§ **WORK ITEM A**:
In two sentences, summarize the article about opioid addiction and the brain.
§ **WORK ITEM B**:
Name every person the article about opioid addiction and the brain mentions by name.
§ **WORK ITEM C**:
From the article about opioid addiction and the brain, copy out the stretch from "As the national" through "out of Finland.".
PASSAGE START
By Ian Haydon
The Philadelphia Inquirer
WWR Article Summary (tl;dr) Henry Kranzler, director of the Center for the Studies of Addiction at the University of Pennsylvania says, “Certainly more than half the risk (for opioid abuse) is genetic,” he adds, “Risk is not about character. It’s about genetics and environmental exposure.”
None of us has the brain we were born with. Brains grow and adapt. This process, called neuroplasticity, doesn’t end when you step out of the classroom.
Even habits, reaching for cookies when stressed out, keeping your head down during staff meetings, cut “trails” in the brain throughout life that can be hard to overcome.
When it comes to drug habits, the effect on the brain can be dramatic.
“These are things we can see under the microscope,” said Ellen Unterwald, director of the Center for Substance Abuse Research at Temple University. “There are actually structural changes to neurons in different brain regions, and those are different for different drugs of abuse. They each have their own signature,” she said.
As the national opioid crisis continues, neuroscientists like Unterwald are beginning to peel back the mystery of opioid addiction in the brain.
Their findings are shedding light on how best to deal with addiction, and are even helping doctors spot people who may be more likely to get hooked in the first place.
No one, even those who have never taken a prescription painkiller or used heroin, is truly opioid-free. Fact is, opioids occur naturally.
Experiences like runner’s high and the beneficial effects of acupuncture depend on opioids made in the brain, such as endorphins, that help us enjoy good feelings, said Unterwald.
Even looking at tasty food can activate opioid-linked reward circuits in the brain, according to new imaging research out of Finland.
PASSAGE END
SUPPLIED DATA START
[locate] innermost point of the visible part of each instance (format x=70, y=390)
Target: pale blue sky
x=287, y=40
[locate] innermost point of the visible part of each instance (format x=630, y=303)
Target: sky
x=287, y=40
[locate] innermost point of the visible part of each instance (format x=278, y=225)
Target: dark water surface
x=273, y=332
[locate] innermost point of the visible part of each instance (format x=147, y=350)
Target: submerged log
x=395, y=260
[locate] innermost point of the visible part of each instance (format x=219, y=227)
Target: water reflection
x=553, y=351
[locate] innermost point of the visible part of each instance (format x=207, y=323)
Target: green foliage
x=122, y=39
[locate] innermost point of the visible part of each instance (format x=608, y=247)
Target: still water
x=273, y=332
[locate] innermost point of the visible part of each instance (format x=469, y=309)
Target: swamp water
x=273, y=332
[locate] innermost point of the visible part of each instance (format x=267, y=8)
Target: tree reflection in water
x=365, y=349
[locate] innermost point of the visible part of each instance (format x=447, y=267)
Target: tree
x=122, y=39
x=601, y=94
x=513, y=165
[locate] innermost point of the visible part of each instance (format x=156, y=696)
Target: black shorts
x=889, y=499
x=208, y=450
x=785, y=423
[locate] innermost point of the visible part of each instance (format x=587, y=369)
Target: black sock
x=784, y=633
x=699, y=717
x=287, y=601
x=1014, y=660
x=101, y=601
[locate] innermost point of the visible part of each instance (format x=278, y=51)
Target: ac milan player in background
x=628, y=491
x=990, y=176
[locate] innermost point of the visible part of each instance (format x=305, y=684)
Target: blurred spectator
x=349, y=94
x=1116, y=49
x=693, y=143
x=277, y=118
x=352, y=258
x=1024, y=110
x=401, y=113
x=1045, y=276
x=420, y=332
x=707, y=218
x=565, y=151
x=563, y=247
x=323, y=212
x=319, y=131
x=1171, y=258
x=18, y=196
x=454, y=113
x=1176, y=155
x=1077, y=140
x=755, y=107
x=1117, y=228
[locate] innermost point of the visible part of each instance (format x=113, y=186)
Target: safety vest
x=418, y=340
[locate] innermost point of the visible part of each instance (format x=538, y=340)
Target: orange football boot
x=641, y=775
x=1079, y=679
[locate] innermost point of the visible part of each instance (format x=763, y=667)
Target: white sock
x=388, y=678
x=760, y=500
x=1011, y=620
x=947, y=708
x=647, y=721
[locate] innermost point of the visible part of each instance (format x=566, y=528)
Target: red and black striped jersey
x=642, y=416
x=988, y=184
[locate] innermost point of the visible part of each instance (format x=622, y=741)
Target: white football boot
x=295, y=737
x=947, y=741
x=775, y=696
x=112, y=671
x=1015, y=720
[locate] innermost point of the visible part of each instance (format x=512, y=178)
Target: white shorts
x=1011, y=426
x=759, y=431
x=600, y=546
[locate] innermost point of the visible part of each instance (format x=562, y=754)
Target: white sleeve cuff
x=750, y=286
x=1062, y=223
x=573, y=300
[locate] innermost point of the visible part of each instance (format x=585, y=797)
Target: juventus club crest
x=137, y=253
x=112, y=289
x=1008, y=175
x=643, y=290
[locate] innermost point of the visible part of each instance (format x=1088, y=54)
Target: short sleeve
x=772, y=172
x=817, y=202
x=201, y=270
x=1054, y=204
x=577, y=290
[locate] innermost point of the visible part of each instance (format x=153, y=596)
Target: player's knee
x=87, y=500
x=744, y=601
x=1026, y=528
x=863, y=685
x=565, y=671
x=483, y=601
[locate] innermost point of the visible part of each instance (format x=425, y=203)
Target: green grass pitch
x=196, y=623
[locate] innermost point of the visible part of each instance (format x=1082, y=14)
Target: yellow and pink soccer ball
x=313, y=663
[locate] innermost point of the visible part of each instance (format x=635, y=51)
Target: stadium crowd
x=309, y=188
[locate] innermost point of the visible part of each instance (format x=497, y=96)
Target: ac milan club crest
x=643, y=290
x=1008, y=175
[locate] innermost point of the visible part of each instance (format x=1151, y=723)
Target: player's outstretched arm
SUPPLIED DATA END
§ **ANSWER A**:
Brains keep changing throughout life, habits leave lasting "trails" in them, and drugs of abuse each cause their own structural changes to neurons. Neuroscientists studying opioid addiction are learning how best to deal with it and how to spot people who may be more likely to get hooked, while noting that opioids also occur naturally in the brain and help us enjoy good feelings.

§ **ANSWER B**:
- Ian Haydon
- Henry Kranzler
- Ellen Unterwald

§ **ANSWER C**:
As the national opioid crisis continues, neuroscientists like Unterwald are beginning to peel back the mystery of opioid addiction in the brain.
Their findings are shedding light on how best to deal with addiction, and are even helping doctors spot people who may be more likely to get hooked in the first place.
No one, even those who have never taken a prescription painkiller or used heroin, is truly opioid-free. Fact is, opioids occur naturally.
Experiences like runner’s high and the beneficial effects of acupuncture depend on opioids made in the brain, such as endorphins, that help us enjoy good feelings, said Unterwald.
Even looking at tasty food can activate opioid-linked reward circuits in the brain, according to new imaging research out of Finland.